**Excerpted data:**
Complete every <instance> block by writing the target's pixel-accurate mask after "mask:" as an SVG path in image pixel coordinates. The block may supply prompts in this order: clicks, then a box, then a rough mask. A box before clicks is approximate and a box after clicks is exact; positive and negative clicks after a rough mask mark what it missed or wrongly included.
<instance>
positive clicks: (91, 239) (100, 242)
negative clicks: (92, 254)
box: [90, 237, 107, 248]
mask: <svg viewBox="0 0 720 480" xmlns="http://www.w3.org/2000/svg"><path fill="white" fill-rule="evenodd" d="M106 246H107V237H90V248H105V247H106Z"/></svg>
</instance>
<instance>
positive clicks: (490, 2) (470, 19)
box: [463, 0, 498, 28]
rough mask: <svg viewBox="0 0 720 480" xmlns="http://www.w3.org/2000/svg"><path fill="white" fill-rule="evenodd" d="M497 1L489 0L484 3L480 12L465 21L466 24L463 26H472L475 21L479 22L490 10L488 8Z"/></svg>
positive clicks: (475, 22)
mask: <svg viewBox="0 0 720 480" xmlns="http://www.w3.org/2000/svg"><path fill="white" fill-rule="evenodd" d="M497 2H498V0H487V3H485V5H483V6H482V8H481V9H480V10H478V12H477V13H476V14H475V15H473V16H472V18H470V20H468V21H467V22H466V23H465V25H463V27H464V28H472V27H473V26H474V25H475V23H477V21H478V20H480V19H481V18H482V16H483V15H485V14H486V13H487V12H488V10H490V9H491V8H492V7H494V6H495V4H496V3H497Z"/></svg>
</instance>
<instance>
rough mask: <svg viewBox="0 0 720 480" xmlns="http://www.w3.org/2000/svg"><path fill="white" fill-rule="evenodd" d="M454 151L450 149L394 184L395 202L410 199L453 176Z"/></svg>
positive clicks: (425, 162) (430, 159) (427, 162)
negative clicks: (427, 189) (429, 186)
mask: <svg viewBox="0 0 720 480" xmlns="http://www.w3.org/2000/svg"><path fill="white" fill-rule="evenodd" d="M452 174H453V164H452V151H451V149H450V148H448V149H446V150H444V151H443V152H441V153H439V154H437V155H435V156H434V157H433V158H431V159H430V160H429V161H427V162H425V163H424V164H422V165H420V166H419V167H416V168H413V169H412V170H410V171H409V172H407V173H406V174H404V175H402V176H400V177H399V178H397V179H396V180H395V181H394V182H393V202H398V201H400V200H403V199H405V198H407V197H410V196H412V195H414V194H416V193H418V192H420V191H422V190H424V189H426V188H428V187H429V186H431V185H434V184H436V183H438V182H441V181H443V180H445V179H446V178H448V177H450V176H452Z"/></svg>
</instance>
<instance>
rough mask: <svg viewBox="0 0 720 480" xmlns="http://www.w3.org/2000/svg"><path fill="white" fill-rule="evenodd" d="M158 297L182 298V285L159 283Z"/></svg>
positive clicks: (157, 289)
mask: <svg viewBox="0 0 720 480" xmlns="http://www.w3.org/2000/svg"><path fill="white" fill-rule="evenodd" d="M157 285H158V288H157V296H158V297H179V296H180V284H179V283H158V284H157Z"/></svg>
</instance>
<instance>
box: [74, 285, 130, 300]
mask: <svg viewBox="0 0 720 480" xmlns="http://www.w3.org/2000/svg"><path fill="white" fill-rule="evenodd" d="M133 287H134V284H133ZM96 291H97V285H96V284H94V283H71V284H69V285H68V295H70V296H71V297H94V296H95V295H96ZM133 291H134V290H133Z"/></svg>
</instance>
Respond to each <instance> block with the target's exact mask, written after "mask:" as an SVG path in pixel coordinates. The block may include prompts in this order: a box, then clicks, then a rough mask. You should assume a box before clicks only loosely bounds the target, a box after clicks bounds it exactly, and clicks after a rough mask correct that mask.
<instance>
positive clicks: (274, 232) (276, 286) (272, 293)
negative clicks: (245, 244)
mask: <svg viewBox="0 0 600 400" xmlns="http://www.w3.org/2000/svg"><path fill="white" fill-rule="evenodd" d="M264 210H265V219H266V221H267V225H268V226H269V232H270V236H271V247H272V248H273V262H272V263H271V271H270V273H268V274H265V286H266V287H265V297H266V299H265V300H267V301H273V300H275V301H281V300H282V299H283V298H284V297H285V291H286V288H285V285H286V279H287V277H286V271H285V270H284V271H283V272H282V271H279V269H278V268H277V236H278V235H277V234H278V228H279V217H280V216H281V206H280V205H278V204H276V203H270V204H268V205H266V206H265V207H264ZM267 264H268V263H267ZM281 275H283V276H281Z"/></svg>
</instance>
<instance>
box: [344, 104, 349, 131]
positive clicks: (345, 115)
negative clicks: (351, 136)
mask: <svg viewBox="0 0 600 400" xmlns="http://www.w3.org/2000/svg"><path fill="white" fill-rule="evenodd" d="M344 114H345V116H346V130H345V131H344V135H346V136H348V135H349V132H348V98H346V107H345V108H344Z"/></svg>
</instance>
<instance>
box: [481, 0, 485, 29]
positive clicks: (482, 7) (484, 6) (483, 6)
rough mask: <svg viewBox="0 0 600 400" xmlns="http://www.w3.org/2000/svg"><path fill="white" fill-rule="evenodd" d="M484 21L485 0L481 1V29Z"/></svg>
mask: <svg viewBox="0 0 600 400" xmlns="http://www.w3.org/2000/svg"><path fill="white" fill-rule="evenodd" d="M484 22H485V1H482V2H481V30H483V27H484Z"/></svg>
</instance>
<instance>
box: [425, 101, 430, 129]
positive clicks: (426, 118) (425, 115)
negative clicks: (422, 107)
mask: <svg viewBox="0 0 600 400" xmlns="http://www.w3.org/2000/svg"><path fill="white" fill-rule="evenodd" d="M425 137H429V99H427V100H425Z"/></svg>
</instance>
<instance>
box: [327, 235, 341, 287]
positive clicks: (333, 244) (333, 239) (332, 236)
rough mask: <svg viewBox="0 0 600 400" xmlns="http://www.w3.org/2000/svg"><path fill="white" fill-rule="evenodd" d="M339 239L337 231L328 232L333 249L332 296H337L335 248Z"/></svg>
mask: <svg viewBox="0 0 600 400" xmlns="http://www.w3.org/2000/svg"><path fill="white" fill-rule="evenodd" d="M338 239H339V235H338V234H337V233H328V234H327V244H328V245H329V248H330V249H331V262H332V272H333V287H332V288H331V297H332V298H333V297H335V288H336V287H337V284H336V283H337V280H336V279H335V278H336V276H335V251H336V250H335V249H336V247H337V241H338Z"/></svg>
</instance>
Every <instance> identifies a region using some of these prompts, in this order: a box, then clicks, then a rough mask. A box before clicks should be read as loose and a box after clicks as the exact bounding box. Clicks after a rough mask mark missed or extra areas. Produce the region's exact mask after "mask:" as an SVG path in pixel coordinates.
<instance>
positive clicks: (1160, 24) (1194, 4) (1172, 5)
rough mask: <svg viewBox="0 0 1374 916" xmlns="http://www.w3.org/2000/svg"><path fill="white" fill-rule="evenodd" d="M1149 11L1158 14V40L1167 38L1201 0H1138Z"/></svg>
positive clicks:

**Problem to work on:** Recopy all of the records verbatim.

**Exercise output:**
Complete every <instance> block by writing the target's pixel-accurate mask after "mask:" as an SVG path in image pixel coordinates. The block may supply prompts in this order: clicks, then a box, then a rough mask. A box before clicks is approximate and a box after clicks is exact; positive and negative clicks after a rough mask mark what it missed or wrongly included.
<instance>
positive clicks: (91, 239) (100, 242)
negative clicks: (92, 254)
box: [90, 237, 107, 248]
mask: <svg viewBox="0 0 720 480" xmlns="http://www.w3.org/2000/svg"><path fill="white" fill-rule="evenodd" d="M106 246H107V237H90V248H105V247H106Z"/></svg>
</instance>
<instance>
positive clicks: (490, 2) (470, 19)
box: [463, 0, 498, 28]
rough mask: <svg viewBox="0 0 720 480" xmlns="http://www.w3.org/2000/svg"><path fill="white" fill-rule="evenodd" d="M497 1L489 0L484 3L480 12L465 21L466 24L463 26H472L475 21L479 22L490 10L488 8Z"/></svg>
positive clicks: (475, 22)
mask: <svg viewBox="0 0 720 480" xmlns="http://www.w3.org/2000/svg"><path fill="white" fill-rule="evenodd" d="M497 2H498V0H487V3H485V5H483V6H482V8H481V9H480V10H478V12H477V13H476V14H475V15H473V16H472V18H470V20H468V21H467V22H466V23H465V25H463V27H464V28H472V27H473V26H474V25H475V23H477V21H478V20H480V19H481V18H482V16H483V15H485V14H486V13H487V12H488V10H490V9H491V8H492V7H494V6H495V4H496V3H497Z"/></svg>
</instance>
<instance>
rough mask: <svg viewBox="0 0 720 480" xmlns="http://www.w3.org/2000/svg"><path fill="white" fill-rule="evenodd" d="M454 151L450 149L394 184L395 202L410 199L453 176Z"/></svg>
positive clicks: (425, 162) (430, 159) (427, 162)
negative clicks: (427, 189) (429, 186)
mask: <svg viewBox="0 0 720 480" xmlns="http://www.w3.org/2000/svg"><path fill="white" fill-rule="evenodd" d="M452 174H453V164H452V151H451V149H450V148H448V149H446V150H444V151H443V152H441V153H439V154H437V155H435V156H434V157H433V158H431V159H430V160H429V161H427V162H425V163H424V164H422V165H420V166H419V167H416V168H413V169H412V170H410V171H409V172H407V173H406V174H404V175H402V176H400V177H399V178H397V179H396V180H395V181H394V182H393V202H398V201H400V200H403V199H405V198H407V197H410V196H412V195H414V194H416V193H418V192H420V191H422V190H424V189H426V188H428V187H429V186H431V185H434V184H436V183H438V182H441V181H443V180H445V179H446V178H448V177H450V176H452Z"/></svg>
</instance>
<instance>
rough mask: <svg viewBox="0 0 720 480" xmlns="http://www.w3.org/2000/svg"><path fill="white" fill-rule="evenodd" d="M158 297L182 298V285L159 283Z"/></svg>
positive clicks: (157, 289)
mask: <svg viewBox="0 0 720 480" xmlns="http://www.w3.org/2000/svg"><path fill="white" fill-rule="evenodd" d="M157 285H158V288H157V296H158V297H179V296H180V284H179V283H158V284H157Z"/></svg>
</instance>
<instance>
box: [74, 285, 130, 300]
mask: <svg viewBox="0 0 720 480" xmlns="http://www.w3.org/2000/svg"><path fill="white" fill-rule="evenodd" d="M133 287H134V284H133ZM96 291H97V285H96V284H94V283H71V284H69V285H68V295H70V296H71V297H94V296H95V295H96ZM133 291H134V290H133Z"/></svg>
</instance>
Respond to each <instance> block with the target's exact mask, written after "mask:" as an SVG path in pixel coordinates. The block may include prompts in this order: a box, then clicks, then a rough mask. You should assume a box before clicks only loosely bounds the target, a box after clicks bounds it exactly, and clicks after a rough mask correct that mask.
<instance>
positive clicks: (274, 232) (276, 286) (272, 293)
negative clicks: (245, 244)
mask: <svg viewBox="0 0 600 400" xmlns="http://www.w3.org/2000/svg"><path fill="white" fill-rule="evenodd" d="M264 210H265V219H266V221H267V225H268V226H269V232H270V236H271V247H272V248H273V262H272V263H271V271H270V273H268V274H265V286H266V287H265V297H266V299H265V300H267V301H273V300H275V301H281V300H282V299H283V298H284V297H285V291H286V288H285V285H286V279H287V277H286V271H285V270H284V271H283V272H282V271H279V269H278V268H277V236H278V235H277V234H278V228H279V217H280V216H281V206H280V205H278V204H276V203H270V204H268V205H266V206H265V207H264ZM267 264H268V263H267ZM281 275H283V276H281Z"/></svg>
</instance>
<instance>
box: [344, 104, 349, 131]
positive clicks: (345, 115)
negative clicks: (351, 136)
mask: <svg viewBox="0 0 600 400" xmlns="http://www.w3.org/2000/svg"><path fill="white" fill-rule="evenodd" d="M344 114H345V116H346V130H345V131H344V135H346V136H348V135H349V132H348V98H346V107H345V108H344Z"/></svg>
</instance>
<instance>
box: [481, 0, 485, 29]
positive clicks: (482, 7) (484, 6) (483, 6)
rough mask: <svg viewBox="0 0 600 400" xmlns="http://www.w3.org/2000/svg"><path fill="white" fill-rule="evenodd" d="M484 21L485 0L481 1V29Z"/></svg>
mask: <svg viewBox="0 0 600 400" xmlns="http://www.w3.org/2000/svg"><path fill="white" fill-rule="evenodd" d="M484 22H485V1H482V2H481V30H483V27H484Z"/></svg>
</instance>
<instance>
box: [425, 101, 430, 129]
positive clicks: (426, 118) (425, 115)
negative clicks: (422, 107)
mask: <svg viewBox="0 0 600 400" xmlns="http://www.w3.org/2000/svg"><path fill="white" fill-rule="evenodd" d="M425 137H429V99H427V100H425Z"/></svg>
</instance>
<instance>
box: [327, 235, 341, 287]
positive clicks: (333, 244) (333, 239) (332, 236)
rough mask: <svg viewBox="0 0 600 400" xmlns="http://www.w3.org/2000/svg"><path fill="white" fill-rule="evenodd" d="M339 239L337 231L328 232L333 249L332 296H337L335 248Z"/></svg>
mask: <svg viewBox="0 0 600 400" xmlns="http://www.w3.org/2000/svg"><path fill="white" fill-rule="evenodd" d="M338 239H339V235H338V234H337V233H328V234H327V244H328V245H329V248H330V249H331V262H332V272H333V287H332V288H331V297H332V298H333V297H335V288H336V287H337V284H336V283H337V280H336V279H335V278H336V276H335V251H336V250H335V249H336V247H337V241H338Z"/></svg>
</instance>
Every <instance> identifies a region using some of these prompts, in this order: a box, then clicks, then a rough mask. A box before clicks should be read as loose and a box after clicks as the exact bounding box. Clicks after a rough mask mark missed or extra areas. Produce the region's exact mask after "mask:" as an SVG path in pixel coordinates.
<instance>
positive clicks: (1160, 24) (1194, 4) (1172, 5)
rough mask: <svg viewBox="0 0 1374 916" xmlns="http://www.w3.org/2000/svg"><path fill="white" fill-rule="evenodd" d="M1149 11L1158 14V40L1167 38L1201 0H1138Z"/></svg>
positive clicks:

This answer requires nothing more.